I think that has a lot to do with my general distrust of common sense. However, the post as a whole (here) poses a challenge that I should take up at some point (hopefully on this blog)–that is, why has common sense lasted, if it’s not informative or causes people to make systematic errors? There’s probably a pretty basic evolutionary psychology argument, but worth thinking about.


Incredibly poor form

I just lost a LOT of respect for Philip Klein. Here’s his Twitter stream from about an hour ago:

“Ugh, somehow I missed this video of Newt kissing up to the vile Jew hater Al Sharpton. bit.ly/nOGpiV

I despise Al Sharpton. He should be as toxic as David Duke, and yet even allegedly conservative Newt kisses his ass.

Newt may love Al Sharpton, but some of us will never forget the Jewish blood that’s on his hands.

One of the things I’ve always loved about Rudy was that he saw Sharpton for who he was. Refused to meet with him.”

= = =

Exercise instructions »
1. Duplicate the part of the blog excerpt about Philip Klein's tweets that opens with the words containing "I think that" and closes with "on his hands.".
2. Please continue the blog excerpt about Philip Klein's tweets from the point where it stops.

= = =

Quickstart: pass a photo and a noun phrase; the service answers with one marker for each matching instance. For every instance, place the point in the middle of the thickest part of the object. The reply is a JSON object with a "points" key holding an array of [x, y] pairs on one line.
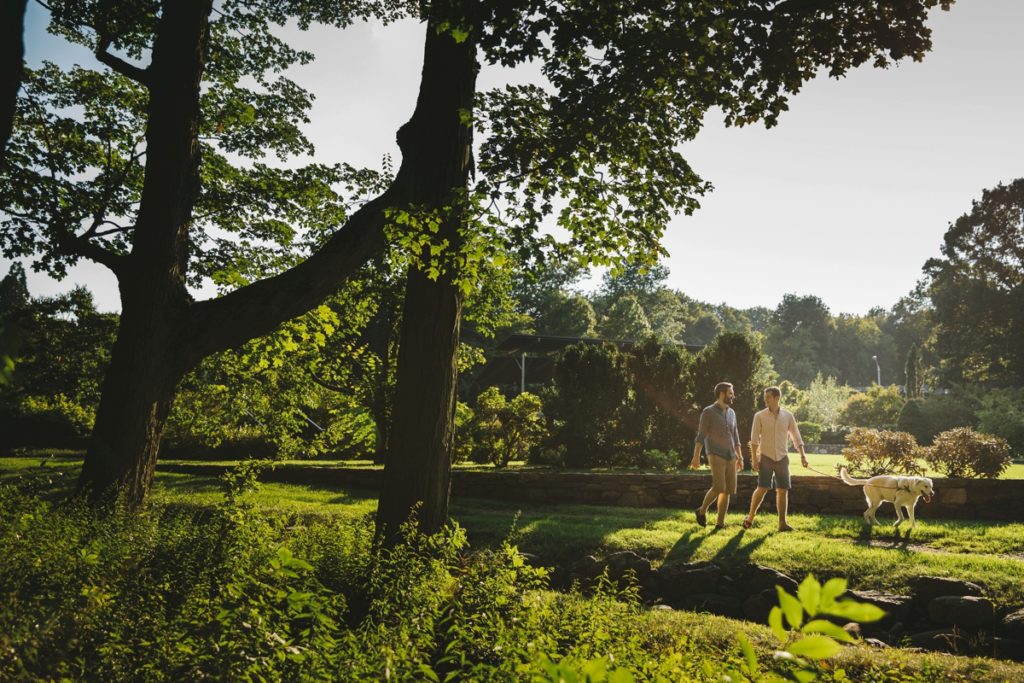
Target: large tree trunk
{"points": [[418, 467], [151, 352], [11, 65]]}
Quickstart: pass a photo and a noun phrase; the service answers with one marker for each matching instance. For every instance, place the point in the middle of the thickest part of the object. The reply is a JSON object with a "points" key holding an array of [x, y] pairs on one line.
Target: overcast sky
{"points": [[845, 199]]}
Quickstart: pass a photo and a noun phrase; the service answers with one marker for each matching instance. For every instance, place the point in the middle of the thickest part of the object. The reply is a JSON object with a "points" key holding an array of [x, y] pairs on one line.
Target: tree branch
{"points": [[120, 66], [256, 309]]}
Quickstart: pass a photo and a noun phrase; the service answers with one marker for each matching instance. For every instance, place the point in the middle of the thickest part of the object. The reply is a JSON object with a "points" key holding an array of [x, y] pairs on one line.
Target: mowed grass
{"points": [[870, 558]]}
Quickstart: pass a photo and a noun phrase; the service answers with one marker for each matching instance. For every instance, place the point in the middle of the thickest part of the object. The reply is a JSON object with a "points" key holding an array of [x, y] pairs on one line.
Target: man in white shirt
{"points": [[769, 455]]}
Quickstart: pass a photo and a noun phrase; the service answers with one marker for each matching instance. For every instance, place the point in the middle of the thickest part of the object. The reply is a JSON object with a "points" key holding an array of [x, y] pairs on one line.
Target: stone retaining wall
{"points": [[966, 499]]}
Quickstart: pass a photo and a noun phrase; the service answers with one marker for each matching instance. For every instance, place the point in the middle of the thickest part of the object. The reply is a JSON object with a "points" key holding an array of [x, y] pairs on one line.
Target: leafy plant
{"points": [[871, 452], [965, 453]]}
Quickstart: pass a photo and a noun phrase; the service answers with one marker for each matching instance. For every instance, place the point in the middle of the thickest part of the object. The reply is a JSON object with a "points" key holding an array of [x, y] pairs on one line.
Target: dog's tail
{"points": [[849, 479]]}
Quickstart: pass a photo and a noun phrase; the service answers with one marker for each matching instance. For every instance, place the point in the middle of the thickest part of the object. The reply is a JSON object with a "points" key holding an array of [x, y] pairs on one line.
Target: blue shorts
{"points": [[773, 474]]}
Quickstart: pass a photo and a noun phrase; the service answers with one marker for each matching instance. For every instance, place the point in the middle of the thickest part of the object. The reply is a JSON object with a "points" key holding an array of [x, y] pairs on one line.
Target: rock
{"points": [[897, 606], [619, 564], [676, 581], [757, 607], [926, 588], [1008, 648], [755, 579], [1012, 625], [587, 569], [714, 603], [941, 640], [965, 611]]}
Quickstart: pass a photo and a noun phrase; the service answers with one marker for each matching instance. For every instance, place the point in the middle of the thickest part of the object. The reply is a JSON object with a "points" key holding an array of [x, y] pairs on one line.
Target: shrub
{"points": [[965, 453], [55, 422], [504, 430], [811, 432], [1001, 414], [590, 385], [871, 452], [878, 409]]}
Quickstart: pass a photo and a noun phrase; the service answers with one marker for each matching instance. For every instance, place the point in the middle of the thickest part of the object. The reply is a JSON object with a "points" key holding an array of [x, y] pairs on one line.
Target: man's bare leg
{"points": [[782, 503], [759, 495]]}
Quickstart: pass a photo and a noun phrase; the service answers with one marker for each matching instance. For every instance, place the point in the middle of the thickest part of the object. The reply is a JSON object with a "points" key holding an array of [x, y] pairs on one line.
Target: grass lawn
{"points": [[988, 553], [991, 554]]}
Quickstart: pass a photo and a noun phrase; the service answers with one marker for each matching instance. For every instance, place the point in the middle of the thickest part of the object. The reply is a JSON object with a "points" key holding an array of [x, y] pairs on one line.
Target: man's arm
{"points": [[798, 440]]}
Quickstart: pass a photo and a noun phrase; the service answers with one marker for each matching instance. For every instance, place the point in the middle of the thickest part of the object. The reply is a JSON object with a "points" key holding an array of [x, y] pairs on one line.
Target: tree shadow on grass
{"points": [[558, 535]]}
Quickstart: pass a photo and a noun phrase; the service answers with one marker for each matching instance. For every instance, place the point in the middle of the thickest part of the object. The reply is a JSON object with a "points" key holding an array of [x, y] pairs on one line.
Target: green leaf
{"points": [[749, 654], [791, 607], [810, 594], [832, 590], [828, 629], [815, 647], [775, 622]]}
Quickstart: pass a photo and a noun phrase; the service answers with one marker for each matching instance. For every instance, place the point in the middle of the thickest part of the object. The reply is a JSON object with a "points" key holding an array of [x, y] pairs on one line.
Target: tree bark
{"points": [[438, 143], [12, 67], [147, 358]]}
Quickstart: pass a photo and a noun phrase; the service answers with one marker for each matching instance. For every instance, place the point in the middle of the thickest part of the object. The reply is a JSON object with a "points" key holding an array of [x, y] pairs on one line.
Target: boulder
{"points": [[1008, 648], [965, 611], [714, 603], [676, 581], [619, 564], [1012, 625], [897, 607], [927, 588], [754, 579], [941, 640], [757, 607]]}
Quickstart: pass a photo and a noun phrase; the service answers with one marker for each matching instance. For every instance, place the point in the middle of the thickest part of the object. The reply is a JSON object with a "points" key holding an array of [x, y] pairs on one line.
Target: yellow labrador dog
{"points": [[902, 492]]}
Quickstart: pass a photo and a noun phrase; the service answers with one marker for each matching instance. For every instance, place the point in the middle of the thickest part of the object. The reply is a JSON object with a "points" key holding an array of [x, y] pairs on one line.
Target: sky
{"points": [[845, 199]]}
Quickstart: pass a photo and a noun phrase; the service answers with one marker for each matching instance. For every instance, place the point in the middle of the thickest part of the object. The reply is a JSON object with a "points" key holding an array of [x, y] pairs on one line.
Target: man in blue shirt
{"points": [[719, 435]]}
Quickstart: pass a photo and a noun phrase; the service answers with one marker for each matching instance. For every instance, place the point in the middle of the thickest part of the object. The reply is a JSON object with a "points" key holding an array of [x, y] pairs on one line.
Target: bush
{"points": [[965, 453], [55, 422], [878, 409], [1001, 414], [503, 430], [590, 385], [811, 432], [871, 452]]}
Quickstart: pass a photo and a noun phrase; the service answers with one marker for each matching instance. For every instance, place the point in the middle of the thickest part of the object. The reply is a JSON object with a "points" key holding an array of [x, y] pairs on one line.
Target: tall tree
{"points": [[128, 181], [977, 290], [11, 65]]}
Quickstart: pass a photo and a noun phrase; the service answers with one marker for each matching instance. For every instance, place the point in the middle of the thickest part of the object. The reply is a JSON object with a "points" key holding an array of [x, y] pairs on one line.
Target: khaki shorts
{"points": [[723, 474]]}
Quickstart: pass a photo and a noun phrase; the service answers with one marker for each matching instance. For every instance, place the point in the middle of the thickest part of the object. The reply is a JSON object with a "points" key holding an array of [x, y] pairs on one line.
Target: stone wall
{"points": [[966, 499]]}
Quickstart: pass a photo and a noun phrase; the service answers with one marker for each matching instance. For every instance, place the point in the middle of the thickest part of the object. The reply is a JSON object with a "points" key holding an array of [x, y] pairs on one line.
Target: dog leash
{"points": [[837, 476]]}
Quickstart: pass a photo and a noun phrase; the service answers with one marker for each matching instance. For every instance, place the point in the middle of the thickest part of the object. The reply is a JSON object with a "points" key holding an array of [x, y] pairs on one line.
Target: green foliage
{"points": [[590, 385], [811, 637], [870, 452], [504, 430], [965, 453], [1000, 413], [977, 290], [53, 421], [879, 408]]}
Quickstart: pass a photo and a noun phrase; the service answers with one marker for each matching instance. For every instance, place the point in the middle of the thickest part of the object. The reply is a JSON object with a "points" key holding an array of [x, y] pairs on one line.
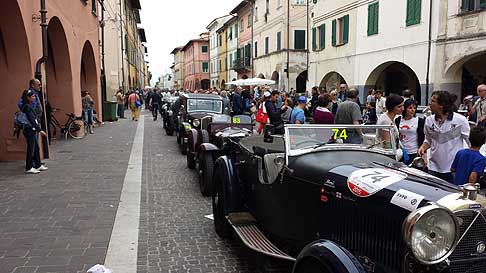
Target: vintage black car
{"points": [[194, 108], [205, 144], [331, 206], [167, 110]]}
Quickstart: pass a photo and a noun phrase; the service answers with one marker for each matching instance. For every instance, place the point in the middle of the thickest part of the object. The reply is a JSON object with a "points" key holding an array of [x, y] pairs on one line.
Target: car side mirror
{"points": [[268, 131]]}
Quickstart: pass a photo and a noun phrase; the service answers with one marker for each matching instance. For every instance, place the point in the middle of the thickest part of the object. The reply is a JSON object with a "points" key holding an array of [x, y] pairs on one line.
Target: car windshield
{"points": [[203, 105], [301, 139]]}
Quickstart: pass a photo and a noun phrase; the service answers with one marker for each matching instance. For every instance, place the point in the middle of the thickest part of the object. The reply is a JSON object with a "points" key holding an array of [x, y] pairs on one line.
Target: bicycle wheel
{"points": [[77, 129]]}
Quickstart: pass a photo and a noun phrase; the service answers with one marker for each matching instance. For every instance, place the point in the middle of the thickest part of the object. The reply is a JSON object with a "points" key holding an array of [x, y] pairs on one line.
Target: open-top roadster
{"points": [[206, 143], [335, 207]]}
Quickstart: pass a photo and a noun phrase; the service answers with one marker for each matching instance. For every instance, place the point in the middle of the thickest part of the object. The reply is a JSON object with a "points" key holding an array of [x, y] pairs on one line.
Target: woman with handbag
{"points": [[135, 103], [32, 158]]}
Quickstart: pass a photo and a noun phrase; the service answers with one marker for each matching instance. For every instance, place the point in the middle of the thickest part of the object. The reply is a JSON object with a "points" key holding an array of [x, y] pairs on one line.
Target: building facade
{"points": [[196, 63], [178, 67], [243, 64], [214, 45], [72, 64], [280, 43]]}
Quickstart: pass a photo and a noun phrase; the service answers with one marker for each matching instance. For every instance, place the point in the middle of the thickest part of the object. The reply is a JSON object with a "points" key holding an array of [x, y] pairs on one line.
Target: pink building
{"points": [[72, 64], [243, 62], [196, 64]]}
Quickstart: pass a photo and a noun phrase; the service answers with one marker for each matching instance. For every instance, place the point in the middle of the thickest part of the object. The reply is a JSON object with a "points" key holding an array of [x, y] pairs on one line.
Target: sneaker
{"points": [[32, 171], [42, 168]]}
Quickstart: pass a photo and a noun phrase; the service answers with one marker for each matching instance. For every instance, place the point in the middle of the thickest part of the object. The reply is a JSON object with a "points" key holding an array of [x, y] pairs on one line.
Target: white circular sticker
{"points": [[366, 182]]}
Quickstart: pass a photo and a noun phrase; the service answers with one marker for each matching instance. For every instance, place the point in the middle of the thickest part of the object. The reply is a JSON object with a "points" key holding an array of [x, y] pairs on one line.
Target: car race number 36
{"points": [[366, 182]]}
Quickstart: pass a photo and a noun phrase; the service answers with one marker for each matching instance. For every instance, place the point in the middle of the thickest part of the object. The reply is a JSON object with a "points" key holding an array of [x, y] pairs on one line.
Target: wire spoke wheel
{"points": [[77, 129]]}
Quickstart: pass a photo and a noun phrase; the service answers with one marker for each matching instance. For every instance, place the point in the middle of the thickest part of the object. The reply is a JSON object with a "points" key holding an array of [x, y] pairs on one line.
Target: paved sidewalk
{"points": [[61, 220]]}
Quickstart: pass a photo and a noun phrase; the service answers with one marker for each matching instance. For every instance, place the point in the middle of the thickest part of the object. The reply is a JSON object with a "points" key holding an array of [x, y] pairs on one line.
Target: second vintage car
{"points": [[332, 205], [194, 110]]}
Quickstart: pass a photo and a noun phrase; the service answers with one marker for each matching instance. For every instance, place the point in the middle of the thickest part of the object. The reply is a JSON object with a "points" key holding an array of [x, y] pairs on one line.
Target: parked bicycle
{"points": [[74, 126]]}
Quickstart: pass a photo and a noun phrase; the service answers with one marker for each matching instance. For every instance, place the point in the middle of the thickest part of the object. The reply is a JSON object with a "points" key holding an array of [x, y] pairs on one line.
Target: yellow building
{"points": [[223, 58]]}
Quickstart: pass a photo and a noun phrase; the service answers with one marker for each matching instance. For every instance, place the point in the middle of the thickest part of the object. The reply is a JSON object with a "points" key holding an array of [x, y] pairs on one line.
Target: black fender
{"points": [[330, 255], [231, 187], [192, 135]]}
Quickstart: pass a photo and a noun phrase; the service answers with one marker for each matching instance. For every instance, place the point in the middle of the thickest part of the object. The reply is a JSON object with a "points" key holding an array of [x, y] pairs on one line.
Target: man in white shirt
{"points": [[445, 133], [380, 102], [479, 105]]}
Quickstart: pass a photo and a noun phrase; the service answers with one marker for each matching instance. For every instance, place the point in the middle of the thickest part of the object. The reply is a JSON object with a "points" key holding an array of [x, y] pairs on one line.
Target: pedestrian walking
{"points": [[32, 157], [479, 106], [468, 165], [274, 113], [380, 102], [349, 112], [298, 116], [411, 129], [120, 100], [445, 133], [135, 103], [322, 114], [88, 104], [394, 107]]}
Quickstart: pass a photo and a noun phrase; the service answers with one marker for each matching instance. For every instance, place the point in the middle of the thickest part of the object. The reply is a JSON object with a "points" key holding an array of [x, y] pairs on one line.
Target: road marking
{"points": [[121, 256]]}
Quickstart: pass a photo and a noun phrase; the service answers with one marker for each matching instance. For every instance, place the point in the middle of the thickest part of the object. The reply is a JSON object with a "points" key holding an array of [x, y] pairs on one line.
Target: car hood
{"points": [[370, 177]]}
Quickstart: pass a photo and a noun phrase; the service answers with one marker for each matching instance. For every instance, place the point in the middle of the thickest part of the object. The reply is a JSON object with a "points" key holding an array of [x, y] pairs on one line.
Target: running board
{"points": [[252, 237]]}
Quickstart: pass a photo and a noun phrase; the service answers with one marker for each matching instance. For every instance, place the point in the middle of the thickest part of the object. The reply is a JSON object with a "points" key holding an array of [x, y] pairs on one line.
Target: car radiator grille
{"points": [[465, 258]]}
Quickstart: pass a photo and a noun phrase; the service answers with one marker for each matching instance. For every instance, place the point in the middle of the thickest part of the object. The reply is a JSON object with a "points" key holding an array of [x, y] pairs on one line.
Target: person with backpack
{"points": [[31, 127]]}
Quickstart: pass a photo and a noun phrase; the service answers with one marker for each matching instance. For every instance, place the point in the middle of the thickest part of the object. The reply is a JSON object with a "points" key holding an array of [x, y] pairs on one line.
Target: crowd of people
{"points": [[451, 140]]}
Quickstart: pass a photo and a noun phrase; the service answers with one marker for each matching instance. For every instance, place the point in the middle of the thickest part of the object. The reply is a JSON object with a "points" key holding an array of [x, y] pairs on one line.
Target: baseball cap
{"points": [[302, 99]]}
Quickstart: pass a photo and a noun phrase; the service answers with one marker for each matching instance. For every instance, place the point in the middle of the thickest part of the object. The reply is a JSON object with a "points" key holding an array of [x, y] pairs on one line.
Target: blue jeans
{"points": [[88, 116]]}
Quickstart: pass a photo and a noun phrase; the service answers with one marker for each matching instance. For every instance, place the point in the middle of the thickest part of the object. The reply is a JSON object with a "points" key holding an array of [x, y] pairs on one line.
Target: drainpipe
{"points": [[38, 73], [288, 45], [103, 71], [427, 79]]}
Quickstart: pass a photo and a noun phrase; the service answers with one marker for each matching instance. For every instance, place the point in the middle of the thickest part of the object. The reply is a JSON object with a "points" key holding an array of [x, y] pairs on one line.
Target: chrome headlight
{"points": [[431, 232]]}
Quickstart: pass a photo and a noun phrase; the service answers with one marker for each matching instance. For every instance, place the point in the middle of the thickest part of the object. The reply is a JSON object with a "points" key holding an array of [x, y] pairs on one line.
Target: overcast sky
{"points": [[169, 24]]}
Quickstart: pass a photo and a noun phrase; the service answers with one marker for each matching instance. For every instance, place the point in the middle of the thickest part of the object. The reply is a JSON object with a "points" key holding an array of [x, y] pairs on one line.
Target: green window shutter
{"points": [[334, 22], [373, 19], [322, 36], [266, 45], [414, 9], [314, 38], [345, 29], [299, 39]]}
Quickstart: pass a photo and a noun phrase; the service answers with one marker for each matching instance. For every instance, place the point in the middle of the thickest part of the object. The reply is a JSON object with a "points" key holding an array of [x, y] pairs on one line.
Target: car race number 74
{"points": [[366, 182]]}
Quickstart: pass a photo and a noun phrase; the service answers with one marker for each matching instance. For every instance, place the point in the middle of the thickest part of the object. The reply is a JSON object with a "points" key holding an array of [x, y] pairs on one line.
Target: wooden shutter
{"points": [[334, 22], [322, 36], [314, 38], [373, 10], [345, 29]]}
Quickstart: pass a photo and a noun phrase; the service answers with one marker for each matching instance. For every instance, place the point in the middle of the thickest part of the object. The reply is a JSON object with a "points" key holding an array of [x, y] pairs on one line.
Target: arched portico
{"points": [[394, 77], [15, 73], [332, 80], [59, 82]]}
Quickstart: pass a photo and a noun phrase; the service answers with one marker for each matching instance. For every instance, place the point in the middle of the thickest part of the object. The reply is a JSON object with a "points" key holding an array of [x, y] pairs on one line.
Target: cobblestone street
{"points": [[61, 220]]}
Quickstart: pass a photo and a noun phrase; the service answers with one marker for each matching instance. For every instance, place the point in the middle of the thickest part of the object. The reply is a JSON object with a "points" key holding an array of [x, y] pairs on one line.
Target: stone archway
{"points": [[301, 82], [15, 73], [332, 80], [467, 73], [394, 77], [88, 75], [59, 81]]}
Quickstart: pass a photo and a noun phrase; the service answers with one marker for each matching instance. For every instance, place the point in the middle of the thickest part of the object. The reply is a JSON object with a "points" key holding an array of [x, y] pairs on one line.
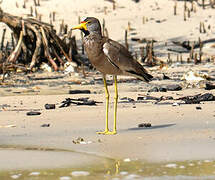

= = =

Expected responses »
1.
I think that has a lot to do with my general distrust of common sense. However, the post as a whole (here) poses a challenge that I should take up at some point (hopefully on this blog)–that is, why has common sense lasted, if it’s not informative or causes people to make systematic errors? There’s probably a pretty basic evolutionary psychology argument, but worth thinking about.


Incredibly poor form

I just lost a LOT of respect for Philip Klein. Here’s his Twitter stream from about an hour ago:

“Ugh, somehow I missed this video of Newt kissing up to the vile Jew hater Al Sharpton. bit.ly/nOGpiV

I despise Al Sharpton. He should be as toxic as David Duke, and yet even allegedly conservative Newt kisses his ass.

Newt may love Al Sharpton, but some of us will never forget the Jewish blood that’s on his hands.

2.
I don’t claim to know much of anything about the Crown Heights riots, or Al Sharpton’s position on Jews, or prominent Jews’ positions on Sharpton. Moreover, I don’t care. Unless there is some sort of country-wide mass amnesia about a murder Sharpton committed, there is no excuse for the phrase “Jewish blood on his hands.”

  1. Saying “blood on his hands” is tantamount to accusing the target of being responsible for someone’s (in this case violent) death. As such, to do so without solid proof is vile, repugnant, and slanderous. To do so as part of a random spurt of political whining about an irrelevant candidate is even more so.
  2. If someone does have blood on his hands, it doesn’t make a damn bit of difference whether that blood is Jewish–or black, or, for that matter, Oompa-Loompa. Klein’s phrasing both accuses Sharpton of deliberately targeting Jews, and suggests that without such targeting, being responsible for someone’s death would be somehow more acceptable. The first is, once again, a serious allegation and, without evidence*, completely indefensible. The second is patently absurd.

Poor form, sir. I expect better.

*Unfortunately, it will not be taken as obvious that Sharpton’s purported anti-Semitic statements do not constitute evidence that he targeted Jews for violence. There is a vast chasm between any of Sharpton’s statements I can find and inciting violence on ethnic or religious grounds.


Stand strong, SCOTUS

CSPAN and Sen. Chuck Grassley are pushing the Supreme Court to allow TV cameras in the court for the first time during oral argument over the Constitutionality of the Affordable Care Act.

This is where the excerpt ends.